Task directions. Find the line with "of the middle" in the data below. Repeat it and every line after it up to the end, exactly, but drop the pictures.

**** Data shown

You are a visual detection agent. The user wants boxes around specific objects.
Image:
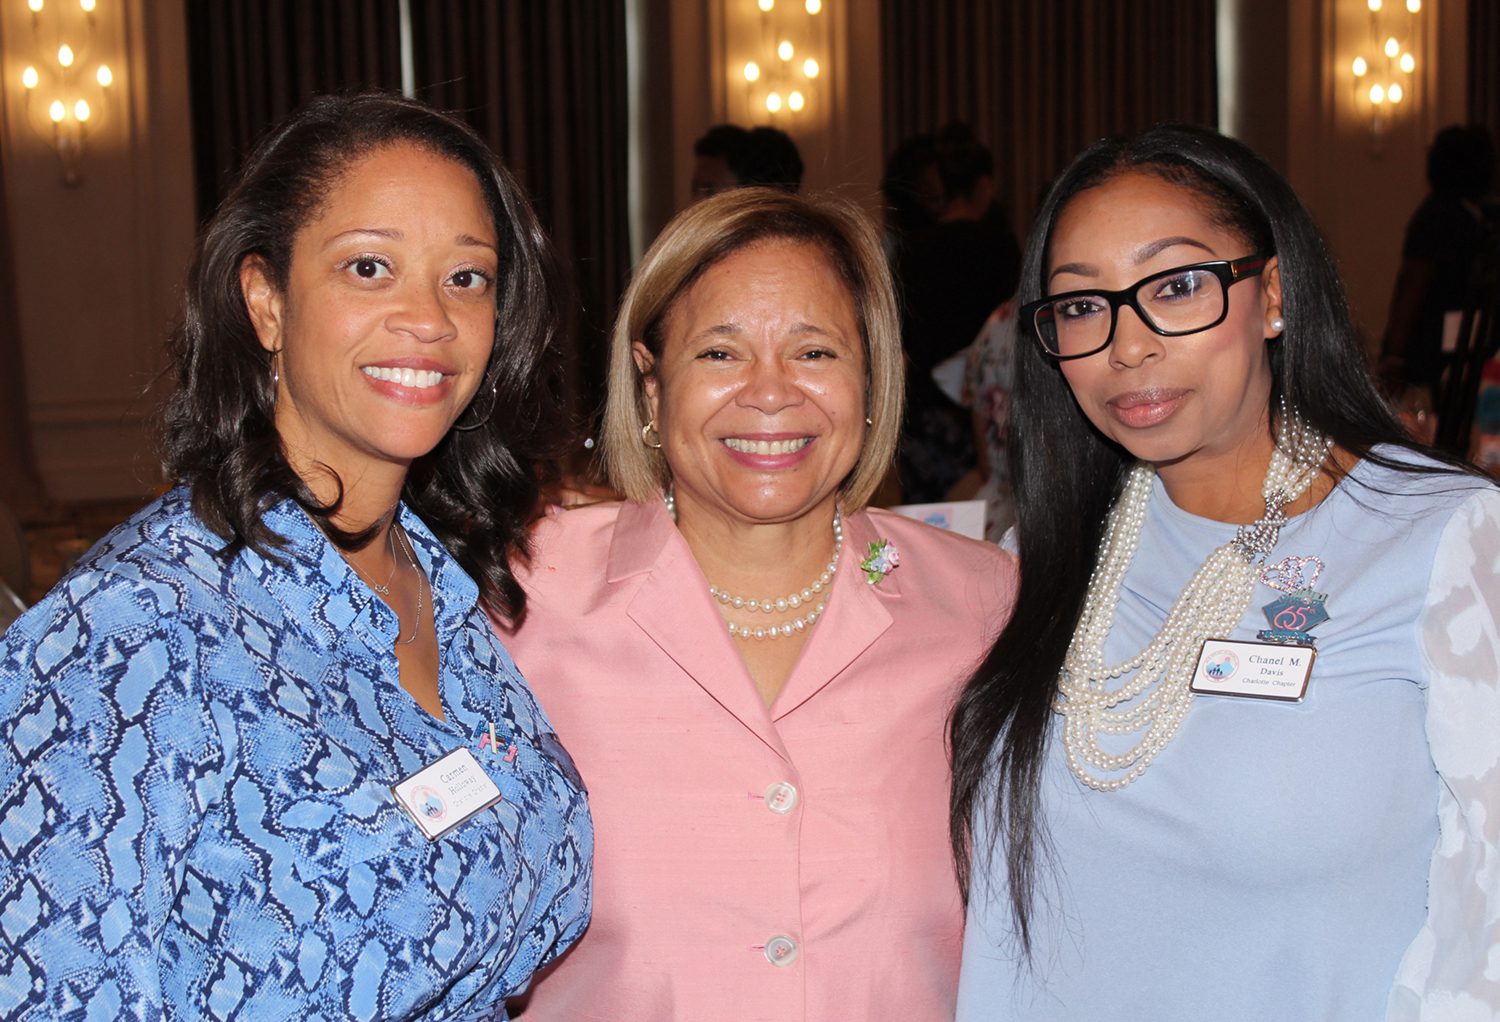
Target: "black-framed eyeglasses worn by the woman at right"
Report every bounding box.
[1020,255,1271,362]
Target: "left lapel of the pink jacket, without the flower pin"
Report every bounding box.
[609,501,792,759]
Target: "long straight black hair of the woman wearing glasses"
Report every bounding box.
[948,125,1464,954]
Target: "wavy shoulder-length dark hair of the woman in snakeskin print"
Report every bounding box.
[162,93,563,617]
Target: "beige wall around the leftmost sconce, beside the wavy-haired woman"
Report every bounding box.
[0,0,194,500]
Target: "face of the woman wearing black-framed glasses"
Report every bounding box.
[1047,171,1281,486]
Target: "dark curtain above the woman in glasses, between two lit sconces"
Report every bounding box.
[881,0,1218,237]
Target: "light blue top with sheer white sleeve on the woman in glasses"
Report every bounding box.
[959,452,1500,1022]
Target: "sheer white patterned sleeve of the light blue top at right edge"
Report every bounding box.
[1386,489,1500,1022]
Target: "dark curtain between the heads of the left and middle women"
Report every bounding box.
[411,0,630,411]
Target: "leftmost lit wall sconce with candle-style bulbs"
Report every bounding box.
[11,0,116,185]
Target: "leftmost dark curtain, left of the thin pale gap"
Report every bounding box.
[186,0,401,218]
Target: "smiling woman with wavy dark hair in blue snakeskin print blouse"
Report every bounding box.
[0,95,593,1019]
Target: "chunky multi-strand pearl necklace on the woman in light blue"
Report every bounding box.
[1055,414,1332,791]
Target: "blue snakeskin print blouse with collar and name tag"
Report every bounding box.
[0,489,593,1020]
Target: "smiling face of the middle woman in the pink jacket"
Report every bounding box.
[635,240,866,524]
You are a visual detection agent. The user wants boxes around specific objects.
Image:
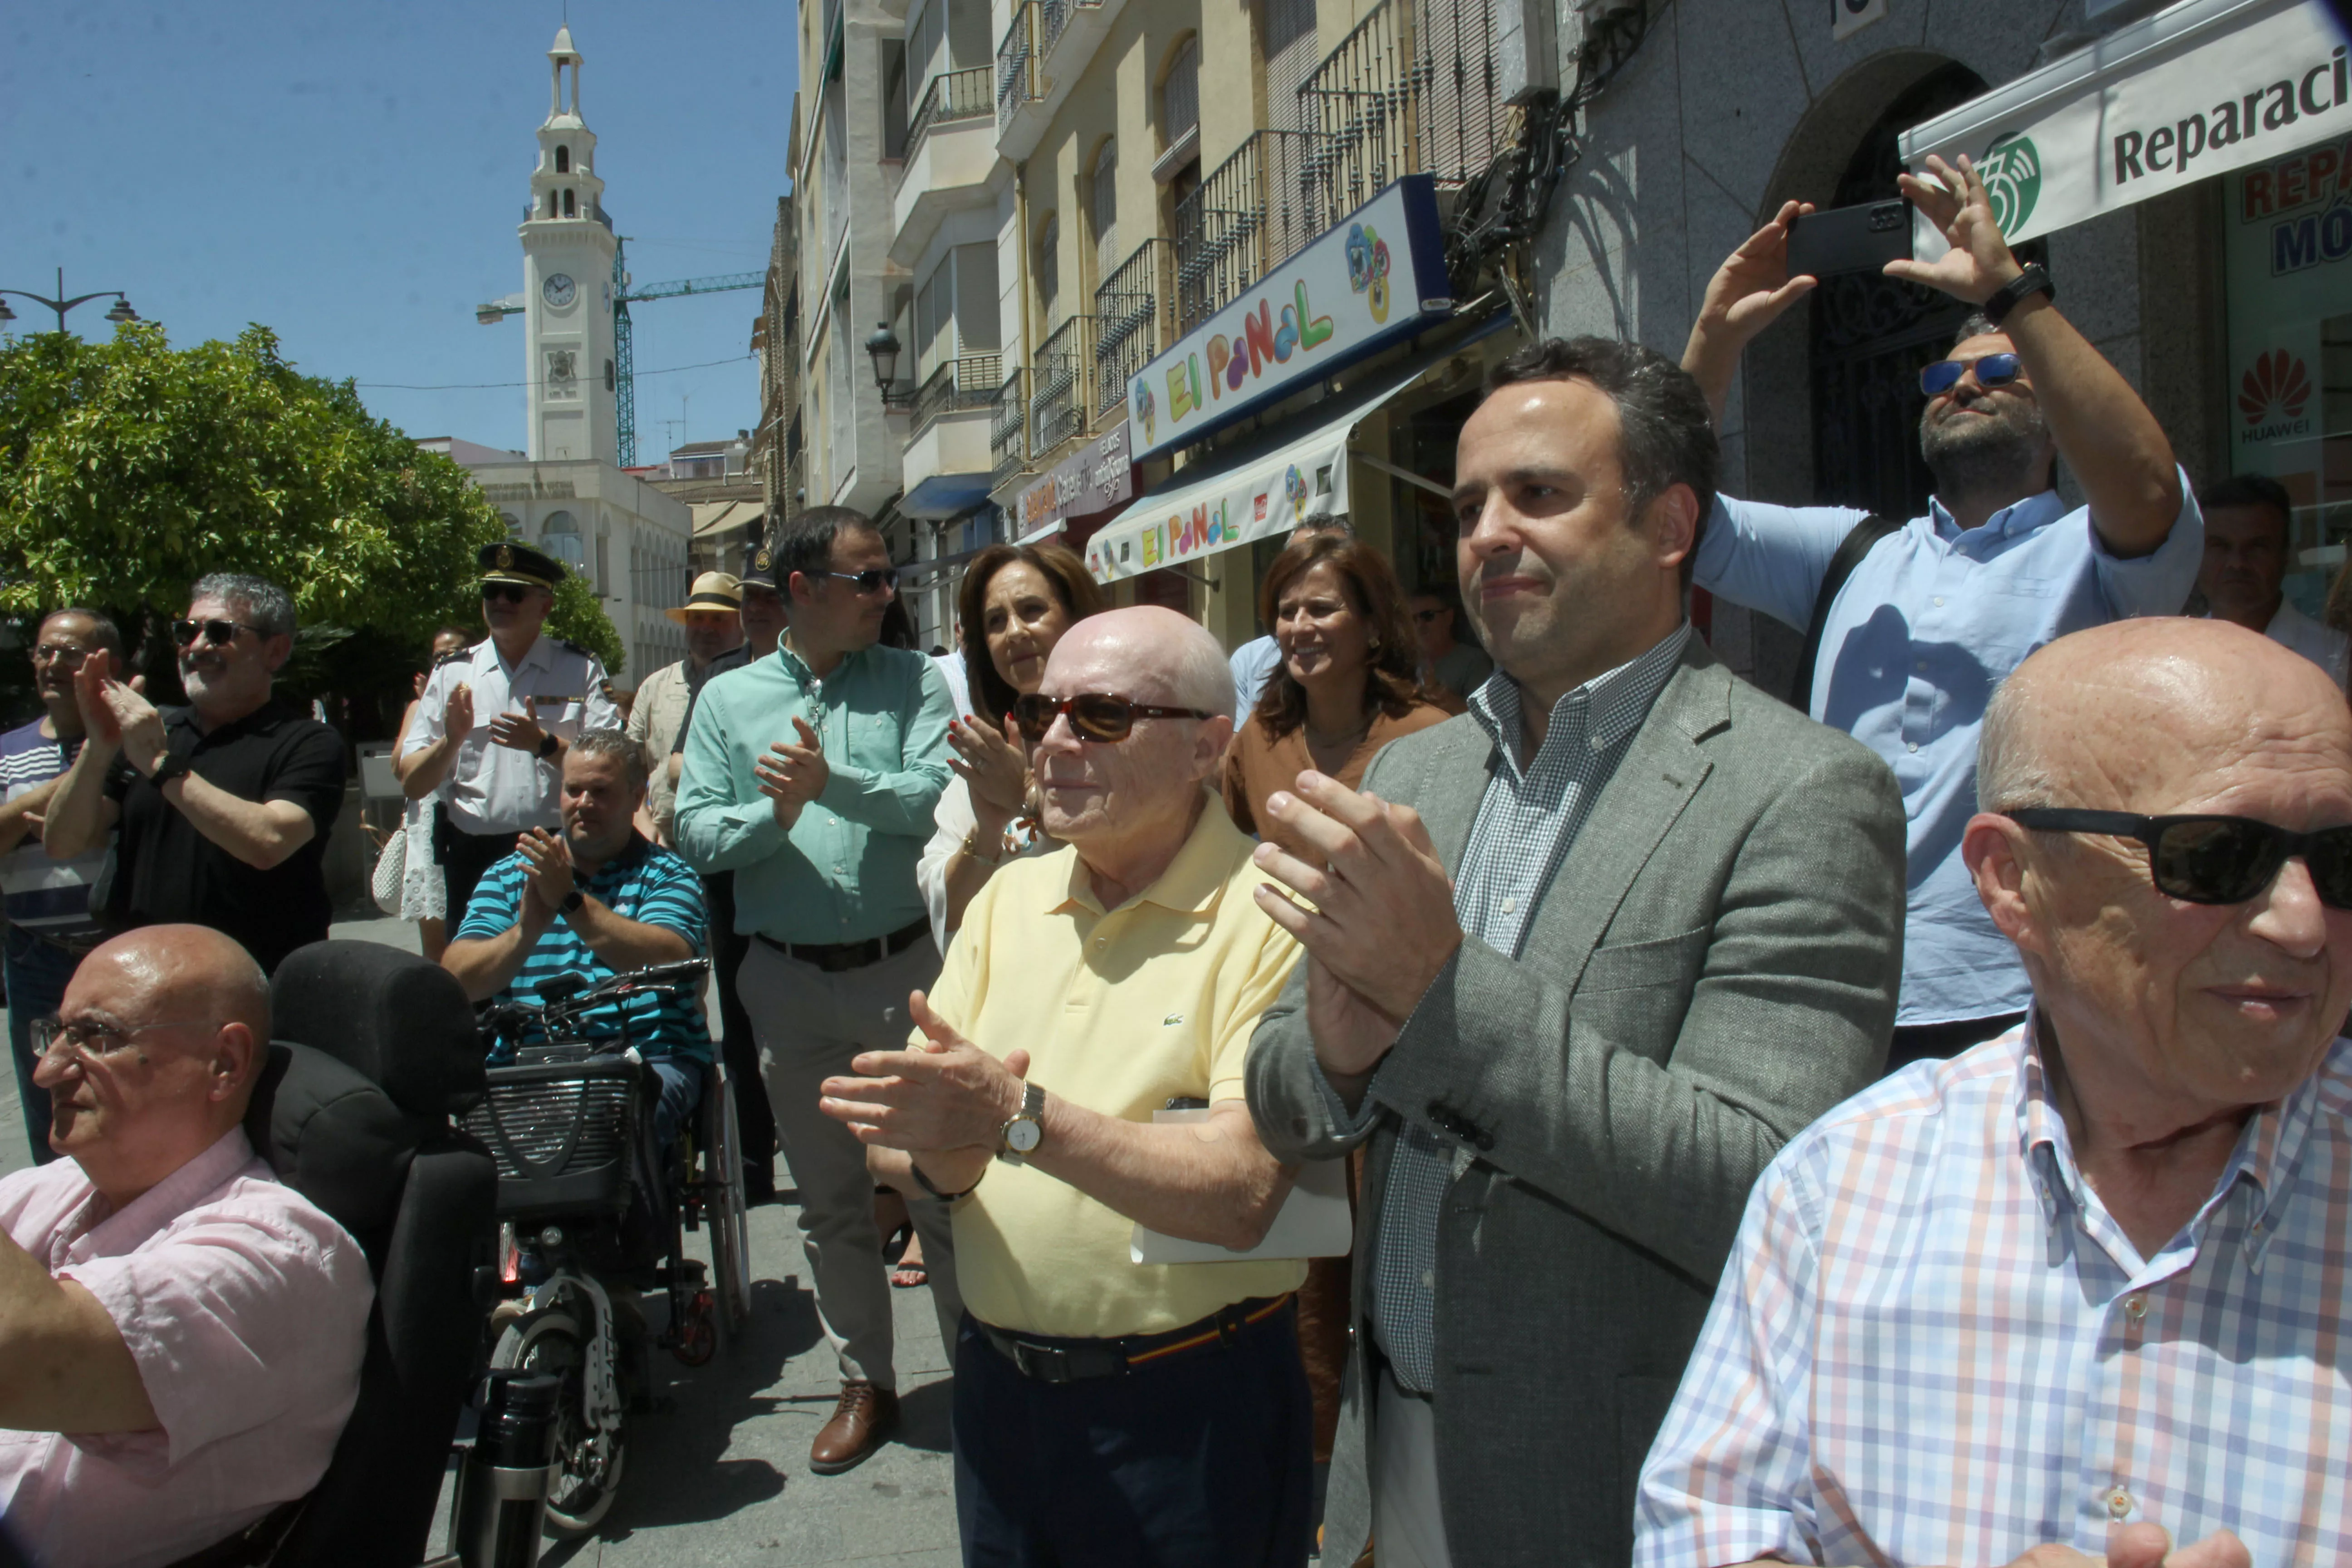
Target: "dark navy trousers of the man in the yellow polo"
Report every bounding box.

********

Answer to this task.
Target: "smiling face of the middle woman in the pink jacket"
Report every bounding box.
[635,240,866,524]
You are a visual detection agent. The user wants boxes around specific objects.
Image:
Target: "dark navy trousers of the man in the yellow polo"
Report every bounding box.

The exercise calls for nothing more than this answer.